■ Stated goal 1: In the forum post about HTML scraping, to which class is the object returned by openConnection() cast?

HTML scraping a website whose authentication details I have
so I'm using the following code to get the html source code of a specific url:
import java.io.*;
import java.net.*;
public class SourceViewer {
public static void main (String[] args) throws IOException{
System.out.print("Enter url of local for viewing html source code: ");
BufferedReader br = new BufferedReader(new InputStreamReader(System.in));
String url = br.readLine();
try{
URL u = new URL(url);
HttpURLConnection uc = (HttpURLConnection) u.openConnection();
int code = uc.getResponseCode();
String response = uc.getResponseMessage();
System.out.println("HTTP/1.x " + code + " " + response);
for(int j = 1; ; j++){
String header = uc.getHeaderField(j);
String key = uc.getHeaderFieldKey(j);
if(header == null || key == null)

■ Stated goal 2: Reproduce, word for word, the part of the listing that opens with the line containing "Keep to two rules. Tag each instance of the leather" and closes with the line containing "x=218 y=262", including both of those lines.

■ Material for this task:

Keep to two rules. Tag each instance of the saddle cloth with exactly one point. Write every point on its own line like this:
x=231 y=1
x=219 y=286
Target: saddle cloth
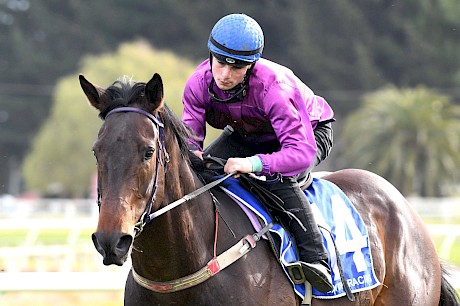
x=334 y=212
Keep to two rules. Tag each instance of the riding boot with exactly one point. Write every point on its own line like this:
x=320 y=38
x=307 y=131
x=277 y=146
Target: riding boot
x=312 y=253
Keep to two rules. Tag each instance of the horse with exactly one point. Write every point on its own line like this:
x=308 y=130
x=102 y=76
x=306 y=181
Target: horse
x=143 y=165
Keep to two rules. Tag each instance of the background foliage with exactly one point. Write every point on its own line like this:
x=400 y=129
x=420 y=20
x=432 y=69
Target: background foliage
x=342 y=49
x=62 y=148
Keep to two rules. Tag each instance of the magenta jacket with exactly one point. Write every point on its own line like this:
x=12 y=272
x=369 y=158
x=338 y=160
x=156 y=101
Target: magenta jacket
x=278 y=106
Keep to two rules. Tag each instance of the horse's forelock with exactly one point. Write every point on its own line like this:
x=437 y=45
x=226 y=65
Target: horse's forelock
x=122 y=93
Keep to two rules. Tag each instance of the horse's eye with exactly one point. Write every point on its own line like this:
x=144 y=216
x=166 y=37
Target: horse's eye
x=149 y=153
x=94 y=153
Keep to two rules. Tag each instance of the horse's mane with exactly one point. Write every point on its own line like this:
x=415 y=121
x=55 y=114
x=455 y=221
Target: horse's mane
x=126 y=92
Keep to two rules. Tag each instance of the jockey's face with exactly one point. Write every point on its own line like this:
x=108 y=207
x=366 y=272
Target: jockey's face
x=227 y=76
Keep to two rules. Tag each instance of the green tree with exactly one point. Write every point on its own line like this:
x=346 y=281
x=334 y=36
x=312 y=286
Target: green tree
x=409 y=136
x=60 y=160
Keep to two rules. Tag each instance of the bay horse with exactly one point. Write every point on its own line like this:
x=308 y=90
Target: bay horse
x=142 y=165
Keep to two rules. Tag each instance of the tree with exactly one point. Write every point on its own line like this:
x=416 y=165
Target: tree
x=409 y=136
x=60 y=160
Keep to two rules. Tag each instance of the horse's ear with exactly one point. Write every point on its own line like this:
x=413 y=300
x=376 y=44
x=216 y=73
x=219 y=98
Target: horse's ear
x=92 y=92
x=154 y=92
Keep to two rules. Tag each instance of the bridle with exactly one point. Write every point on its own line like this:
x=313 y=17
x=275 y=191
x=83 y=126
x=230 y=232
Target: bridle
x=146 y=216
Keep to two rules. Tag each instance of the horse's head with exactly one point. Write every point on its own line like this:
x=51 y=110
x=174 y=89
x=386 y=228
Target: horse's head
x=128 y=152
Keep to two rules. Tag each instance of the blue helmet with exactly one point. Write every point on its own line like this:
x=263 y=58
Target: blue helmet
x=237 y=37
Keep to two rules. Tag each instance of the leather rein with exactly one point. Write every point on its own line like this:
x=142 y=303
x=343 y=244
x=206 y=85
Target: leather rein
x=218 y=262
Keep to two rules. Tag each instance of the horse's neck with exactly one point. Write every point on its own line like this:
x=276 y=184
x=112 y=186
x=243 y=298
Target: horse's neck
x=180 y=241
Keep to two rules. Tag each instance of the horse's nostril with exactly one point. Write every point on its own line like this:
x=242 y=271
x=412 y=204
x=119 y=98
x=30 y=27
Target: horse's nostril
x=97 y=244
x=124 y=244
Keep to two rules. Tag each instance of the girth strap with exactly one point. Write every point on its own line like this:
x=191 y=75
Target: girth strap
x=214 y=266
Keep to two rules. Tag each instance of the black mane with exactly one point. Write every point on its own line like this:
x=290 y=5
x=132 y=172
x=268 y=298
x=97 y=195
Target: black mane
x=125 y=92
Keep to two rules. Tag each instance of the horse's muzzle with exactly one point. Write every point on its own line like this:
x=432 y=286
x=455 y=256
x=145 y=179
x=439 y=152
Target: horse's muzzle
x=114 y=248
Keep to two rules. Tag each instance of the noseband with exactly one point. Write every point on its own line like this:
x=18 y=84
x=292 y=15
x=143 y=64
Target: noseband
x=146 y=216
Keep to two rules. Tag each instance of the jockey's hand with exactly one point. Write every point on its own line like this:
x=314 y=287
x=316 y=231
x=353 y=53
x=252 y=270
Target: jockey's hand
x=242 y=165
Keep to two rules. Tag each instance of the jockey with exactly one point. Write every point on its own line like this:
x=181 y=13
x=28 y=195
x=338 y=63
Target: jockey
x=281 y=128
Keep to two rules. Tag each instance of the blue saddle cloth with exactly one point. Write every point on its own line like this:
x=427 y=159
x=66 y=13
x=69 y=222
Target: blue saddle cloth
x=334 y=212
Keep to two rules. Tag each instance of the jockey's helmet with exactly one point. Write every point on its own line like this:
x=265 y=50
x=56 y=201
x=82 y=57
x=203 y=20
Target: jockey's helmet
x=236 y=39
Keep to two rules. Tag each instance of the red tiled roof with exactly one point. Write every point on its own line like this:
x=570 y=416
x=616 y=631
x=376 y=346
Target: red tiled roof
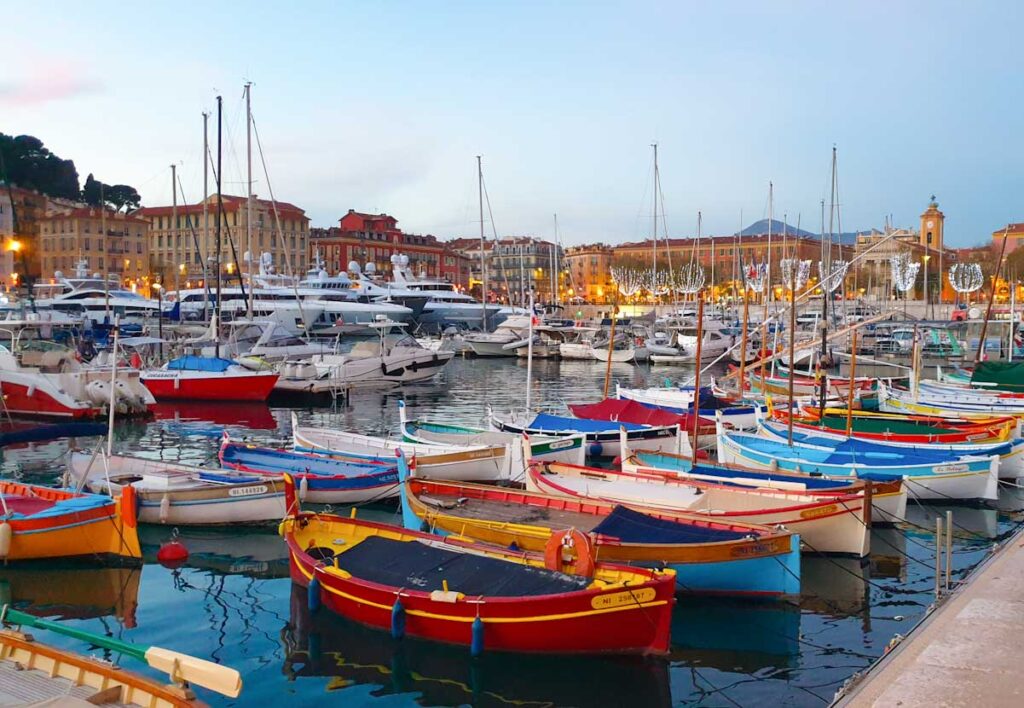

■ Written answer 1: HttpURLConnection

■ Written answer 2:
Keep to two rules. Tag each instance of the leather rein with exactly one point. Write every point on its own line like this:
x=142 y=303
x=343 y=244
x=206 y=85
Target: leather rein
x=218 y=262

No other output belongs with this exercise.